**ABOUT THIS TASK:**
Say the number of lines in the records below that hold the word "stepped", and only that number.

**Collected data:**
⟨

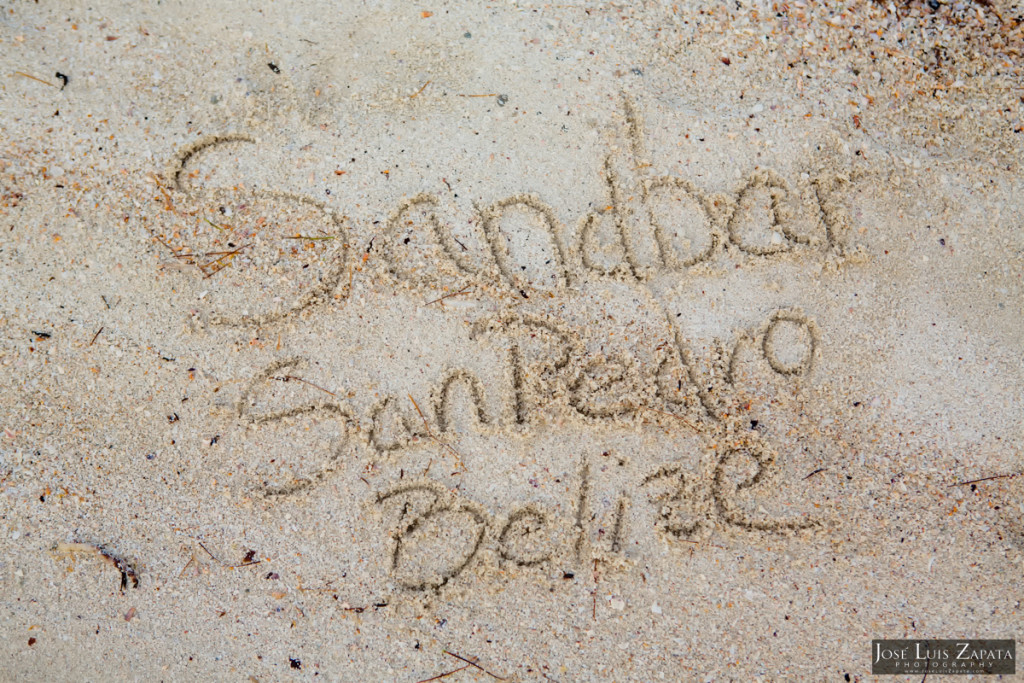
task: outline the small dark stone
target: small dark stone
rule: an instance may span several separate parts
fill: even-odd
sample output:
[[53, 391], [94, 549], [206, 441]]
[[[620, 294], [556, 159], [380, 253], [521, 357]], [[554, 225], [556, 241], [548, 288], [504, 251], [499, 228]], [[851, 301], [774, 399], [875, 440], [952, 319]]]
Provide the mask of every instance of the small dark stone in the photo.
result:
[[[281, 69], [280, 69], [280, 67], [277, 66], [277, 64], [274, 64], [273, 62], [267, 62], [267, 66], [269, 66], [270, 70], [273, 71], [274, 73], [276, 73], [276, 74], [281, 73]], [[295, 668], [297, 669], [299, 667], [295, 667]]]
[[292, 659], [291, 657], [289, 657], [288, 658], [288, 663], [292, 665], [293, 669], [301, 669], [302, 668], [302, 660]]
[[[933, 12], [937, 12], [939, 9], [939, 0], [928, 0], [928, 6], [932, 8]], [[847, 676], [846, 680], [850, 680], [850, 677]]]

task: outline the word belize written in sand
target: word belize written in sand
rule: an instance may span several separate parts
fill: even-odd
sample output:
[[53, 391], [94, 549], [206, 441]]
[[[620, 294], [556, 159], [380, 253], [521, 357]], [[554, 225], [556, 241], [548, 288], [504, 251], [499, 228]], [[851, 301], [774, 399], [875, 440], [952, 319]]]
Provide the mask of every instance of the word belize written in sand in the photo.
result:
[[[447, 296], [473, 289], [499, 300], [515, 299], [505, 313], [475, 321], [470, 334], [474, 341], [500, 338], [495, 343], [504, 351], [508, 385], [500, 397], [507, 406], [500, 418], [488, 414], [484, 385], [465, 368], [442, 371], [426, 413], [411, 395], [389, 395], [357, 416], [333, 394], [331, 401], [257, 411], [254, 397], [261, 387], [297, 379], [291, 373], [303, 361], [292, 358], [264, 368], [236, 402], [235, 415], [243, 424], [262, 429], [299, 418], [325, 420], [337, 423], [343, 438], [322, 454], [317, 471], [290, 483], [265, 484], [263, 494], [276, 500], [310, 491], [360, 452], [396, 462], [405, 449], [427, 440], [460, 460], [449, 443], [456, 436], [452, 397], [459, 394], [469, 398], [476, 426], [496, 435], [553, 429], [549, 420], [538, 419], [538, 411], [556, 406], [575, 420], [571, 428], [636, 429], [645, 424], [684, 430], [702, 441], [710, 465], [702, 473], [684, 460], [660, 464], [635, 483], [635, 491], [621, 491], [599, 530], [603, 550], [588, 541], [594, 515], [587, 510], [591, 469], [586, 458], [570, 506], [574, 516], [565, 520], [533, 503], [493, 517], [439, 482], [425, 476], [405, 479], [405, 470], [399, 469], [394, 485], [378, 491], [372, 502], [395, 514], [389, 533], [391, 569], [404, 588], [439, 589], [488, 550], [499, 562], [521, 567], [556, 558], [585, 563], [600, 552], [622, 554], [629, 503], [641, 489], [653, 506], [654, 526], [689, 542], [707, 539], [720, 525], [767, 533], [820, 525], [811, 516], [774, 518], [747, 511], [749, 494], [767, 487], [777, 457], [760, 432], [751, 429], [749, 394], [739, 386], [742, 373], [737, 371], [740, 363], [763, 363], [799, 391], [819, 352], [813, 320], [798, 309], [778, 308], [731, 344], [715, 339], [702, 362], [679, 329], [678, 316], [667, 313], [657, 293], [702, 266], [710, 269], [716, 259], [818, 258], [836, 265], [859, 254], [845, 244], [849, 219], [838, 199], [848, 177], [803, 174], [799, 191], [793, 192], [778, 174], [758, 170], [733, 197], [707, 195], [684, 178], [648, 177], [642, 121], [630, 100], [624, 109], [630, 158], [606, 157], [603, 208], [579, 221], [574, 240], [552, 208], [533, 195], [478, 208], [475, 220], [445, 221], [438, 216], [441, 198], [420, 194], [392, 211], [383, 234], [375, 234], [357, 260], [347, 219], [321, 202], [276, 190], [194, 189], [187, 182], [186, 168], [197, 155], [229, 143], [254, 143], [252, 137], [212, 136], [179, 152], [167, 177], [174, 194], [163, 192], [161, 199], [175, 225], [173, 230], [153, 229], [153, 235], [177, 262], [195, 265], [208, 280], [213, 308], [206, 324], [261, 327], [342, 304], [352, 292], [354, 275], [369, 268], [404, 282], [410, 291], [436, 292], [444, 286]], [[797, 194], [800, 199], [794, 198]], [[268, 215], [279, 218], [268, 220]], [[183, 227], [180, 218], [192, 226]], [[516, 230], [508, 229], [510, 219]], [[315, 234], [297, 231], [312, 226], [321, 227]], [[546, 249], [522, 248], [530, 241], [523, 232], [531, 227], [541, 229]], [[373, 250], [377, 258], [368, 263]], [[661, 311], [669, 341], [657, 348], [653, 362], [588, 351], [600, 329], [581, 333], [550, 312], [530, 312], [531, 305], [571, 299], [582, 284], [601, 280], [640, 288], [644, 300]], [[219, 308], [217, 292], [225, 300], [246, 301], [246, 308]], [[425, 542], [453, 529], [463, 540], [446, 552], [438, 554], [436, 545]], [[418, 548], [430, 548], [429, 555], [416, 557]]]

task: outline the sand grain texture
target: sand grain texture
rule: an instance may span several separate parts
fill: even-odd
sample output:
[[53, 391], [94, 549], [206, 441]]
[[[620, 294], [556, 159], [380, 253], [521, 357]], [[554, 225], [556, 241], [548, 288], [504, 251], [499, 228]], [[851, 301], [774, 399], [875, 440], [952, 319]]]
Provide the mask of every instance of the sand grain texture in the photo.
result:
[[0, 678], [1017, 637], [1024, 10], [933, 4], [3, 8]]

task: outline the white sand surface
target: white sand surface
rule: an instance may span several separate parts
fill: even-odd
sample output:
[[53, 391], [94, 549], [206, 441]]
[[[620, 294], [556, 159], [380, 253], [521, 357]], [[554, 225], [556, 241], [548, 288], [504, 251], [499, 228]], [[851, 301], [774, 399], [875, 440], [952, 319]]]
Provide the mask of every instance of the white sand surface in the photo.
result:
[[1020, 636], [1024, 8], [933, 5], [4, 4], [0, 679]]

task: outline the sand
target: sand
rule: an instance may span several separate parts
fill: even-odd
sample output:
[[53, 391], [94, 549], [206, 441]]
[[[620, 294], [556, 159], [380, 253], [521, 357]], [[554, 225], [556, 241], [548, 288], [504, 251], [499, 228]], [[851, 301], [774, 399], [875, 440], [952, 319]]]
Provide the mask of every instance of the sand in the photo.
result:
[[1017, 638], [1022, 20], [3, 8], [0, 678]]

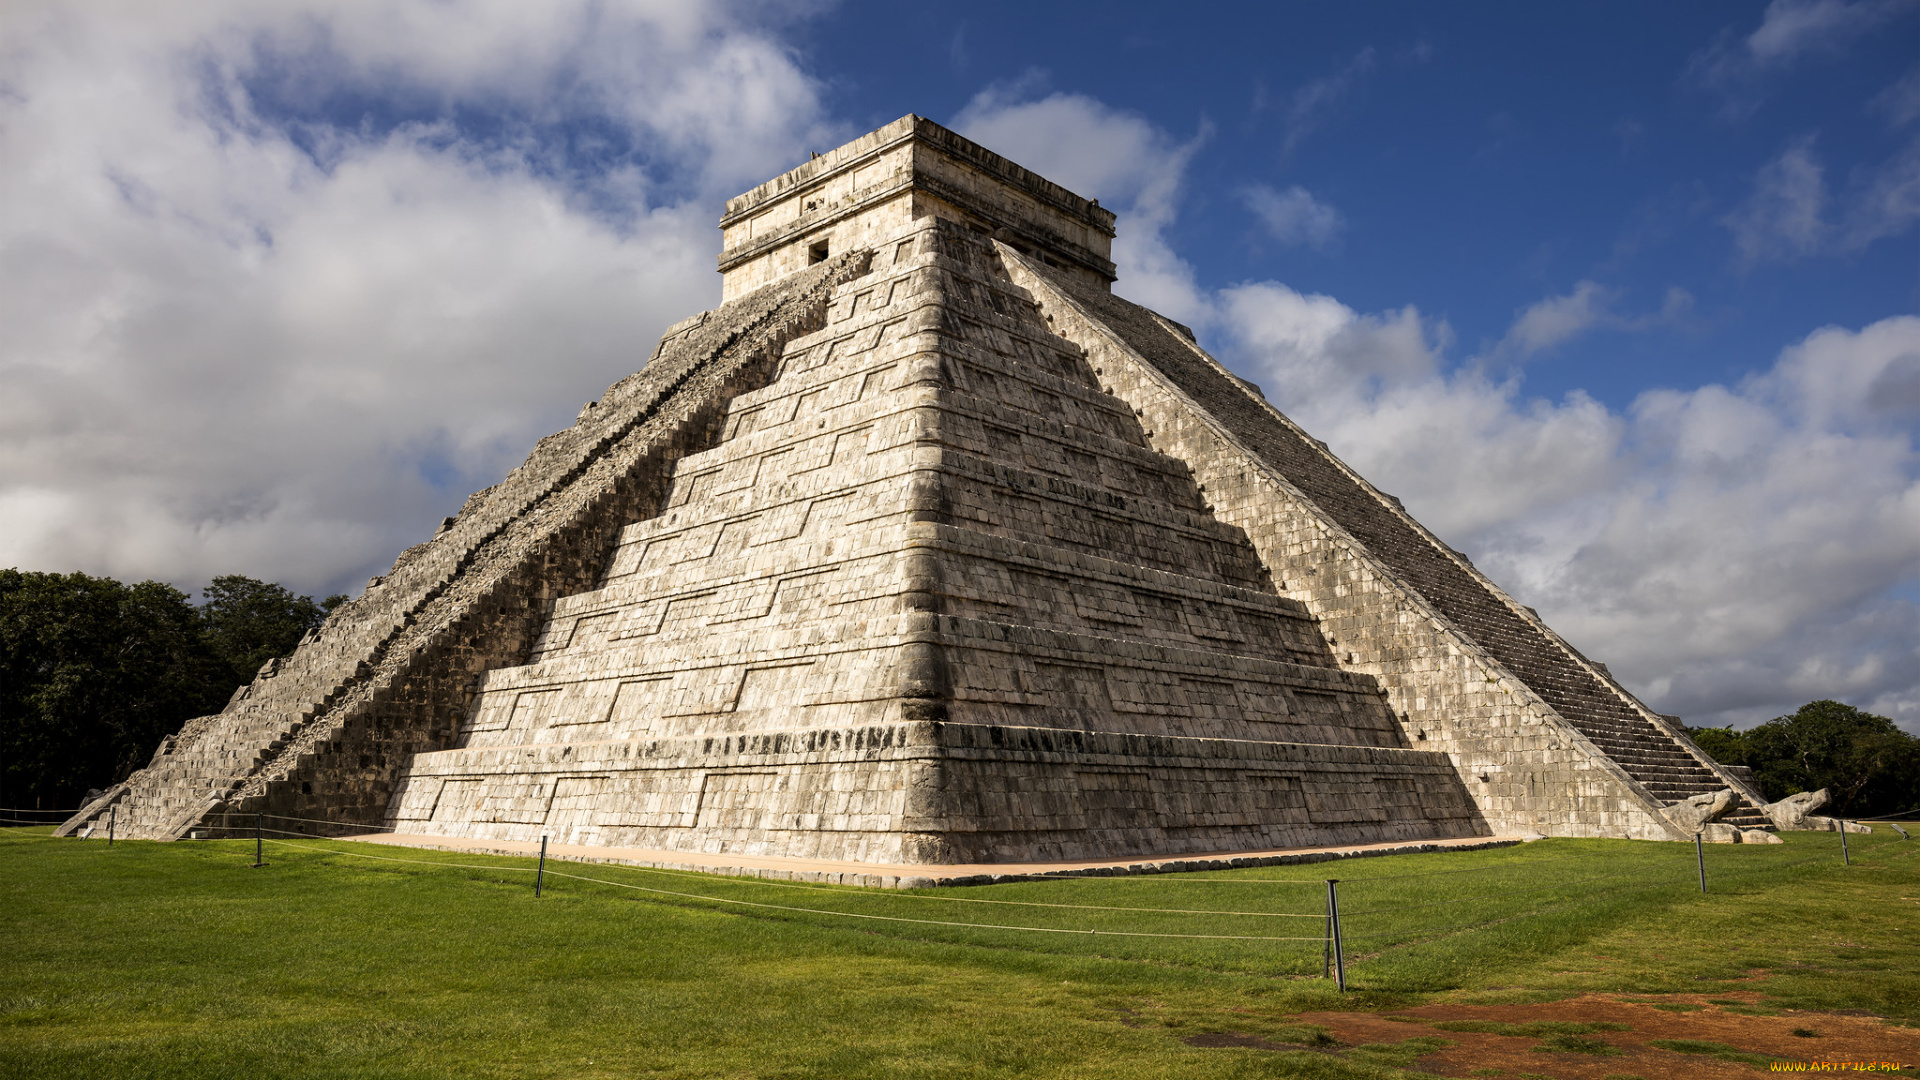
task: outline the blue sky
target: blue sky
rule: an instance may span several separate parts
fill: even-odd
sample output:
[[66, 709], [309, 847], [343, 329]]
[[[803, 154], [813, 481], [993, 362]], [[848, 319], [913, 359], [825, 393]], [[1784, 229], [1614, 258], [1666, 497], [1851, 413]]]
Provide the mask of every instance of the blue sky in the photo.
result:
[[0, 565], [357, 591], [907, 112], [1664, 711], [1920, 730], [1920, 3], [0, 11]]
[[[1652, 385], [1737, 380], [1813, 327], [1911, 311], [1920, 295], [1911, 229], [1750, 259], [1724, 222], [1796, 146], [1836, 195], [1909, 150], [1910, 123], [1877, 101], [1920, 57], [1914, 5], [1836, 17], [1764, 64], [1736, 44], [1761, 24], [1752, 3], [894, 10], [853, 4], [799, 28], [836, 111], [871, 127], [911, 102], [951, 120], [999, 85], [1085, 94], [1199, 137], [1166, 235], [1203, 284], [1416, 304], [1463, 355], [1583, 281], [1649, 324], [1530, 359], [1533, 393], [1623, 408]], [[1920, 87], [1905, 94], [1911, 109]], [[1237, 197], [1254, 185], [1300, 186], [1342, 224], [1322, 243], [1262, 235]], [[1655, 325], [1676, 288], [1691, 303]]]

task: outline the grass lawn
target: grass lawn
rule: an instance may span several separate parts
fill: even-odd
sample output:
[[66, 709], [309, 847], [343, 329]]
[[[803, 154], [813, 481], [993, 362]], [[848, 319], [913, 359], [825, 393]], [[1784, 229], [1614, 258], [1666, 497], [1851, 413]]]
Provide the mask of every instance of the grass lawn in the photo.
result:
[[536, 900], [525, 859], [46, 834], [0, 830], [0, 1076], [1374, 1077], [1446, 1026], [1297, 1014], [1600, 991], [1920, 1023], [1920, 841], [1885, 826], [1850, 867], [1709, 846], [1706, 895], [1632, 841], [918, 893], [549, 863]]

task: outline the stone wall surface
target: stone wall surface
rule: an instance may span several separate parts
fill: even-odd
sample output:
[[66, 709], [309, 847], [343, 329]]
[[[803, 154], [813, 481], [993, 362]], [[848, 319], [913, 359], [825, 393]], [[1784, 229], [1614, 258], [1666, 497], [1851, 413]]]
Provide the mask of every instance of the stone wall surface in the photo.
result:
[[410, 755], [452, 740], [475, 677], [524, 657], [546, 607], [599, 576], [619, 525], [658, 505], [665, 470], [717, 436], [726, 402], [866, 261], [849, 253], [673, 327], [638, 374], [63, 832], [109, 806], [120, 835], [158, 839], [219, 813], [378, 822]]
[[885, 238], [722, 432], [391, 827], [889, 862], [1486, 832], [979, 233]]
[[727, 200], [723, 295], [778, 281], [819, 249], [878, 250], [927, 217], [1031, 245], [1037, 258], [1089, 284], [1113, 280], [1112, 211], [908, 115]]
[[1193, 467], [1223, 521], [1444, 749], [1496, 828], [1676, 835], [1659, 808], [1732, 787], [1759, 799], [1194, 343], [1145, 308], [1002, 247], [1053, 325], [1086, 346], [1156, 448]]

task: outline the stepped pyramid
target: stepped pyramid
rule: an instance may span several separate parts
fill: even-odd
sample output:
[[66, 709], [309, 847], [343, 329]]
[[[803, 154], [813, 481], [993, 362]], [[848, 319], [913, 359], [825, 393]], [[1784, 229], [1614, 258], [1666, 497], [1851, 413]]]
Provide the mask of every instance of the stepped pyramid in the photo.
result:
[[720, 307], [63, 831], [953, 864], [1763, 823], [1114, 296], [1113, 223], [913, 116], [731, 200]]

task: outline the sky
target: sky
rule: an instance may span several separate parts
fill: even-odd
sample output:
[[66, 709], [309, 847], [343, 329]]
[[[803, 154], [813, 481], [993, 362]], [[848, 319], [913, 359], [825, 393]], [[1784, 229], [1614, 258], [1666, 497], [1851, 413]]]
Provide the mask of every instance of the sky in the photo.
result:
[[0, 566], [357, 593], [909, 112], [1656, 709], [1920, 733], [1920, 0], [14, 0]]

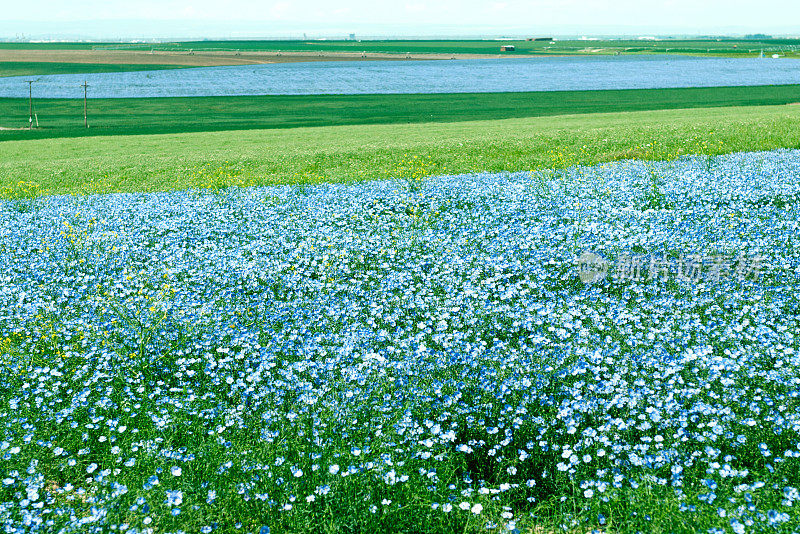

⟩

**EXPECTED ANSWER:**
3